** Opening Source text block **

Two prominent Idaho citizens, Jim Jones and Rod Gramer, warned that proposed voucher legislation violates the clear language of the Idaho state constitution and threatens the future of public schools.
Jim Jones is the former Chief Justice of the Idaho Supreme Court and former Idaho Attorney General and Rod Gramer is president of Idaho Business for Education.
They wrote:
Supporters of privatizing education are about to change the Idaho Constitution and 130 years of education policy without going to a vote of the people. Instead, those who want taxpayers to fund private schools should take their case to the people and let them decide as the Constitution requires.
Idaho’s founders were clear when they adopted the Constitution that the Legislature should support public schools. In Article IX, Section 1 they wrote: “The stability of a republican form of government depending mainly upon the intelligence of the people, it shall be the duty of the legislature of Idaho, to establish and maintain a general, uniform, and thorough system of public, free common schools.”
The Founders did not say the Legislature should fund private schools. They did not say the Legislature should fund religious schools. In fact, in two other sections of Article IX they specifically said no taxpayer monies should go to fund religious schools.
Yet on page two, line (b), House Bill 294 says that state funds can be used for “tuition or fees at private schools.” The U.S. Supreme Court ruled last summer that if a state spends funds on private schools it must also provide funding to religious schools, thus allowing House Bill 294 to undermine both the letter and spirit of the Idaho Constitution.
This attempt to undermine the Constitution is piggybacked on the popular Strong Families, Strong Students program Governor Little created last year to provide computers, internet service and tutoring to students during the COVID-19 pandemic.
If that’s all the bill did, we would support it. But the bill’s sponsors slipped in the private school tuition provision and made it sound like the bill was a harmless continuation of the Governor’s program. Several lawmakers and veteran reporters missed the bill’s real impact.
Supporters of House Bill 294 have some powerful allies like the Idaho Freedom Foundation which advocates for the abolishment of public schools. Another backer is “Yes. Every Kid” which is funded by the Koch Network, created by the billionaire Koch brothers. It is buying time on Idaho TV stations proclaiming how the bill benefits families. Of course, they don’t mention that it threatens the future of our public schools and violates the Idaho Constitution.

** Closing Source text block **

Work to complete:
a. Answer these questions from the Idaho voucher text:
(i) Who is the president of Idaho Business for Education?
(ii) Which article and section of the Idaho Constitution are quoted on the Legislature's duty toward public schools?
(iii) What funds "Yes. Every Kid"?
b. Reproduce the Idaho voucher text from "This attempt to" up to and including "bill’s real impact.", substituting "laptops" for "computers".
The records have no connection to the Idaho voucher text.

** Opening Dataset content block **

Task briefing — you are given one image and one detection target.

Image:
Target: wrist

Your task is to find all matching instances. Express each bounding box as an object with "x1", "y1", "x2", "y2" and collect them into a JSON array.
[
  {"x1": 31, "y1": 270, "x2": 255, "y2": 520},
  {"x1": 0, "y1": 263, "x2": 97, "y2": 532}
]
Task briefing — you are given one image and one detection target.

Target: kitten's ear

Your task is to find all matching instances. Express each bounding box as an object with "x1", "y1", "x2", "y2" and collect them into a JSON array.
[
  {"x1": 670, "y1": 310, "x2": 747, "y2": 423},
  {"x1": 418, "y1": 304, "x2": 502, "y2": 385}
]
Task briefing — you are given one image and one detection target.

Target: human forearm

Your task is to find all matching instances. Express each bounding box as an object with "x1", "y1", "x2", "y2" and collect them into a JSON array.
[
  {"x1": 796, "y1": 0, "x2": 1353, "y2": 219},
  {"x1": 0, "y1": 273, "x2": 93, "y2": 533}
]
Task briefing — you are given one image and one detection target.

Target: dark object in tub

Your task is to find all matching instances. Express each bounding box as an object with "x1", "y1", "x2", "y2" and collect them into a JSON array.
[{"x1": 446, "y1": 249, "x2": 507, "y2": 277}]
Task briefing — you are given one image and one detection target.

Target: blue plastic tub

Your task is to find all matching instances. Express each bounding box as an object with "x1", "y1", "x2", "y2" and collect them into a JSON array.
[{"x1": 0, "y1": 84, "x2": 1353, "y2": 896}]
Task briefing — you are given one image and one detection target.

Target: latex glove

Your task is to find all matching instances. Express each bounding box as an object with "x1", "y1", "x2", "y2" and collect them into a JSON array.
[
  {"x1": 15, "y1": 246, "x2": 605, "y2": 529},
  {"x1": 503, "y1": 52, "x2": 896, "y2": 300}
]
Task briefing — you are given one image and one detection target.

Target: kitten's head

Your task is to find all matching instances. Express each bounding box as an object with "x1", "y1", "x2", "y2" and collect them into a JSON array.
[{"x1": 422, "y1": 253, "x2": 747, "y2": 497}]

** Closing Dataset content block **

Answer section:
a.
(i) Rod Gramer
(ii) Article IX, Section 1
(iii) The Koch Network

b.
This attempt to undermine the Constitution is piggybacked on the popular Strong Families, Strong Students program Governor Little created last year to provide laptops, internet service and tutoring to students during the COVID-19 pandemic.
If that’s all the bill did, we would support it. But the bill’s sponsors slipped in the private school tuition provision and made it sound like the bill was a harmless continuation of the Governor’s program. Several lawmakers and veteran reporters missed the bill’s real impact.